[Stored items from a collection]
..............................
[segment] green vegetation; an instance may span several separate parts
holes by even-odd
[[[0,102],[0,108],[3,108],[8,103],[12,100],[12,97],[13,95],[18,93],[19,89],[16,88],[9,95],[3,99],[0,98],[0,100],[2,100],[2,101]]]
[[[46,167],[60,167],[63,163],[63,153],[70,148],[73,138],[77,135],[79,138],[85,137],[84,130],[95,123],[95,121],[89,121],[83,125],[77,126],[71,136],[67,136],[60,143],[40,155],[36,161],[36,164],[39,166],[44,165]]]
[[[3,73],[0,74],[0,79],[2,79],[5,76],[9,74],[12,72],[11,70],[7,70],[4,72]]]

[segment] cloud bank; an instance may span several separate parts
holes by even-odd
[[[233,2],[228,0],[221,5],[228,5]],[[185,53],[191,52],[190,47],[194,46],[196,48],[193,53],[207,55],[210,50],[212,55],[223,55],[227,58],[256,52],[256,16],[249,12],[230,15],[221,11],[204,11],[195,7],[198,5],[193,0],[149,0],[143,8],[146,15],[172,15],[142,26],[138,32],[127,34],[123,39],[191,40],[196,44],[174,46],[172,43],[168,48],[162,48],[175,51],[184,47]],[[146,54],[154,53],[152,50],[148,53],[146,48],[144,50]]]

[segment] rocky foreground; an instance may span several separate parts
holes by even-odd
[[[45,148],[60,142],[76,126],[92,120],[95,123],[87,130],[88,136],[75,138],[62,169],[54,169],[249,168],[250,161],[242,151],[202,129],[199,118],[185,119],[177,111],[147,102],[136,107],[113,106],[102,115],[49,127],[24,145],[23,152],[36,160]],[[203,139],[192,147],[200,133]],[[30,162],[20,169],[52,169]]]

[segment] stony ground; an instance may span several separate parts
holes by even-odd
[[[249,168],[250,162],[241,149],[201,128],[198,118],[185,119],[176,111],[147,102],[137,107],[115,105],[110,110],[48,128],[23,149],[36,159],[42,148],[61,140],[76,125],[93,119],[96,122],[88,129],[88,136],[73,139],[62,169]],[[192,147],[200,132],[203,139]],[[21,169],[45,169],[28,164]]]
..............................
Aim. Recast the items in the stretch from the line containing "[segment] rocky foreground;" through the end of the items as a two-column CSV with the columns "request" and "outline": one row for each item, giving the item's text and its answer, each in a single quoted field, with line breaks replaced by spaces.

Answer to the exercise.
request,outline
"[segment] rocky foreground; an instance may span several separate parts holes by even-odd","[[[45,148],[60,142],[76,126],[92,120],[95,123],[87,130],[88,136],[75,138],[62,169],[54,169],[249,168],[250,161],[242,151],[202,129],[199,118],[185,119],[177,111],[147,102],[136,107],[113,106],[102,115],[49,127],[24,145],[23,152],[36,160]],[[203,139],[192,147],[200,133]],[[30,162],[20,169],[52,169]]]"
"[segment] stony ground; an instance may span several separate parts holes by even-odd","[[[249,168],[250,162],[241,149],[201,128],[198,118],[185,119],[176,111],[147,102],[137,107],[115,105],[110,110],[48,128],[23,149],[36,159],[42,148],[61,140],[76,125],[93,119],[96,122],[88,129],[88,136],[73,139],[62,169]],[[192,147],[200,132],[203,139]],[[21,169],[45,169],[28,164]]]"